**Given instruction**. Can you rewrite every line of the records below, requests included, scaling each coordinate in the answers by 0.7 and rounding to whole numbers with halves rounded up?

[BEGIN Given data]

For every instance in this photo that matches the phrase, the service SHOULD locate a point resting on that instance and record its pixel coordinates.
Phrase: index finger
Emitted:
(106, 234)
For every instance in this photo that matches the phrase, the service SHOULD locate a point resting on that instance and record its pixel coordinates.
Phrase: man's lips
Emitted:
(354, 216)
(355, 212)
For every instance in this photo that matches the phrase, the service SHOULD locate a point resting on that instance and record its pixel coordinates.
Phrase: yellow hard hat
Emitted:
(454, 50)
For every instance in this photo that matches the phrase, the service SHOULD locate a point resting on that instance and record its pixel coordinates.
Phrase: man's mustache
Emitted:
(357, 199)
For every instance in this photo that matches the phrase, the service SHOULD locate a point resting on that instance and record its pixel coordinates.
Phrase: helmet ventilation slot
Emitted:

[END Given data]

**Reply to the task**.
For every instance in this photo that matches the phrase, the service SHOULD locate a point resting on that instance and record its pixel coordinates.
Phrase: index finger
Emitted:
(74, 164)
For every instance in this photo that matches the phrase, the service SHOULD locate a point resting on that instance and record its pixel coordinates.
Phrase: man's lips
Emitted:
(248, 151)
(249, 148)
For every instance in this photo that matches the phrase, the service SHOULD locate a point resting on that instance and record its pixel coordinates.
Phrase: yellow hard hat
Emitted:
(318, 35)
For every instance in this photo that matches the phrase, the service SHOULD locate a point resting on that instance and record its pixel coordinates.
Phrase: man's mustache
Emitted:
(250, 139)
For every instance in this photo that matches the phrase, the service SHOULD locate a point resting on that instance and record its pixel coordinates.
Phrase: helmet ventilation slot
Emitted:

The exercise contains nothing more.